À faire:
1. Recopiez fidèlement l'extrait, de « Helena et moi » jusqu'à « accrocha son rétroviseur. » inclus.
2. Répondez, s'il vous plaît, à ces questions sur l'extrait, en marquant chaque réponse de la même lettre :
(a) Dans quel stade se jouait le match lors de la visite de Sanela ?
(b) Quelle voiture Helena et Sanela prirent-elles pour se rendre au stade ?
(c) Sur quel véhicule circulait l'homme qui accrocha le rétroviseur ?

Extrait du document:
-- -- --

Helena et moi avions tous les deux des gardes du corps. On pourrait trouver cela superflu. En Italie, les footballeurs sont soumis à l’hystérie générale, la pression est terrible, et de très vilaines choses peuvent arriver, et je ne parle pas de l’incendie que l’on avait allumé devant notre porte à Turin. Quand j’étais à l’Inter, Sanela était venue nous voir alors que je disputais un match à San Siro. Avec Helena, elles prirent la voiture, notre nouvelle grosse Mercedes, pour aller au stade. Tout autour, la circulation était bloquée, c’était le souk. Helena ne pouvait pas avancer d’un pouce et les gens avaient tout le temps qu’ils voulaient pour la reconnaître. Un type sur une Vespa la doubla un petit peu trop vite, si près qu’il accrocha son rétroviseur.

-- -- --

Données:
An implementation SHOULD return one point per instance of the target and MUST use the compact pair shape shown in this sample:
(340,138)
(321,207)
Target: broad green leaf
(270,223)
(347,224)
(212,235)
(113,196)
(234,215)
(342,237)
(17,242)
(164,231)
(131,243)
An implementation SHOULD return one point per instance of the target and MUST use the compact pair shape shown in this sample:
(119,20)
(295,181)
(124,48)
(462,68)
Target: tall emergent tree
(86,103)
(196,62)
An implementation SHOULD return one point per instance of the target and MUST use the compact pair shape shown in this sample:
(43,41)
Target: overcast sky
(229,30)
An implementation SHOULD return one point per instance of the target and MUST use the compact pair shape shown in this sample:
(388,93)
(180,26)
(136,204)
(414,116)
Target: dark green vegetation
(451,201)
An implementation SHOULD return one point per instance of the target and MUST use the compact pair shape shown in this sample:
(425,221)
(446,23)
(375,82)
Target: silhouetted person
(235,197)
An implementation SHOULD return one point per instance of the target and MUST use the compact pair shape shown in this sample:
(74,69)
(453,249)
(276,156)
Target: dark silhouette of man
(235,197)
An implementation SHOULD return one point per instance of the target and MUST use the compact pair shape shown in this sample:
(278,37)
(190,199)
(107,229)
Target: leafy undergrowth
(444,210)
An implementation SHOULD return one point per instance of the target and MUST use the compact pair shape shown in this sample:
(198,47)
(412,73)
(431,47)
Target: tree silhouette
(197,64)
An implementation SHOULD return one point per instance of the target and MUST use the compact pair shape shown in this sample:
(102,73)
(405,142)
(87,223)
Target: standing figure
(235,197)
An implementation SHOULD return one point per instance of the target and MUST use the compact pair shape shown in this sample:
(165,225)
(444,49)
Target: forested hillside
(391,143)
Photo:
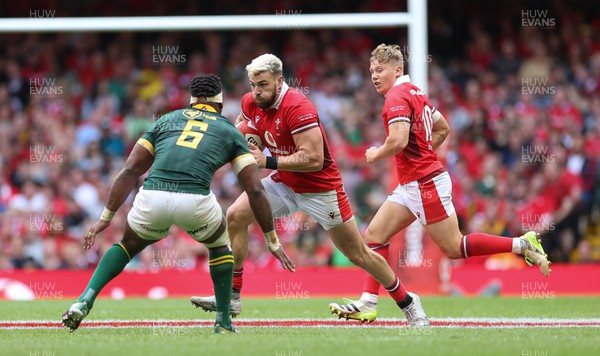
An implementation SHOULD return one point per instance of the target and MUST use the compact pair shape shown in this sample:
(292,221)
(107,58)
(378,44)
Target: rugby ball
(250,133)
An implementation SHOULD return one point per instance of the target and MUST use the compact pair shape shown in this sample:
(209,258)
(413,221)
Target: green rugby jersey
(189,145)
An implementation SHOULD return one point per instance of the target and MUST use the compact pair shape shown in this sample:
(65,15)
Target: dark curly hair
(206,86)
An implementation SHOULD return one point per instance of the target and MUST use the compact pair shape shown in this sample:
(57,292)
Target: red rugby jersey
(405,102)
(291,114)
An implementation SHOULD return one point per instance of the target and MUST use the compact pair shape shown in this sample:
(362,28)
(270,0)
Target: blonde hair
(388,54)
(265,63)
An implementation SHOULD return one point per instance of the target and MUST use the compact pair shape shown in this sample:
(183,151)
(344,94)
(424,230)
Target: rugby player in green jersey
(184,148)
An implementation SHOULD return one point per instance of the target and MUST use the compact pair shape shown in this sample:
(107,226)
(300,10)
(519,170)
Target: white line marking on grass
(314,323)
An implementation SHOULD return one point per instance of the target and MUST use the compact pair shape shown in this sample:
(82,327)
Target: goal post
(415,20)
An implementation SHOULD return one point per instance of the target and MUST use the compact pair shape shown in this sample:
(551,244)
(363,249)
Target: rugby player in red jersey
(415,129)
(305,178)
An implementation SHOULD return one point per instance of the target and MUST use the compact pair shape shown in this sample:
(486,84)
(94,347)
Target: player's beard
(267,103)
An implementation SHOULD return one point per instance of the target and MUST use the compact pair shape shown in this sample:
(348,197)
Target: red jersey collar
(284,89)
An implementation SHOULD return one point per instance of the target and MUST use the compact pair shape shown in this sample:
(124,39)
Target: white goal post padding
(415,19)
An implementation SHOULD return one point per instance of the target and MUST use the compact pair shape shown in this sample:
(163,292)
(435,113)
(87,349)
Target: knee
(452,251)
(373,234)
(238,217)
(358,257)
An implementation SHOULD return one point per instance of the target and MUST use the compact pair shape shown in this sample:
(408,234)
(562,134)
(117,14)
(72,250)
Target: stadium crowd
(523,102)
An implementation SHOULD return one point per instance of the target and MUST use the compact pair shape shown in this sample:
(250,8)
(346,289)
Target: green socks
(221,272)
(111,264)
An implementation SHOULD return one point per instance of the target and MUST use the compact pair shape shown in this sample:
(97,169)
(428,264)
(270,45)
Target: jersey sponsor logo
(201,228)
(270,139)
(159,231)
(307,116)
(194,114)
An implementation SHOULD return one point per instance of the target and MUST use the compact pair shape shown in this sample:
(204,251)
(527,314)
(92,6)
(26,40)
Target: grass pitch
(375,339)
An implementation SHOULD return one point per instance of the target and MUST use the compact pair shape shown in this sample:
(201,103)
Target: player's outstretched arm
(249,179)
(310,155)
(239,119)
(394,143)
(138,162)
(439,131)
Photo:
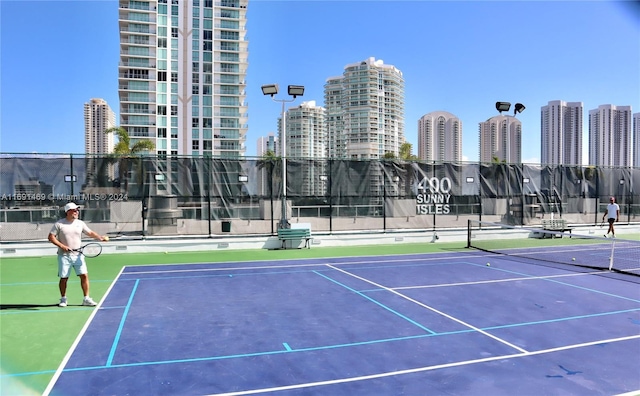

-- -- --

Corrigé:
1.
Helena et moi avions tous les deux des gardes du corps. On pourrait trouver cela superflu. En Italie, les footballeurs sont soumis à l’hystérie générale, la pression est terrible, et de très vilaines choses peuvent arriver, et je ne parle pas de l’incendie que l’on avait allumé devant notre porte à Turin. Quand j’étais à l’Inter, Sanela était venue nous voir alors que je disputais un match à San Siro. Avec Helena, elles prirent la voiture, notre nouvelle grosse Mercedes, pour aller au stade. Tout autour, la circulation était bloquée, c’était le souk. Helena ne pouvait pas avancer d’un pouce et les gens avaient tout le temps qu’ils voulaient pour la reconnaître. Un type sur une Vespa la doubla un petit peu trop vite, si près qu’il accrocha son rétroviseur.

2.
(a) À San Siro.
(b) La nouvelle grosse Mercedes.
(c) Sur une Vespa.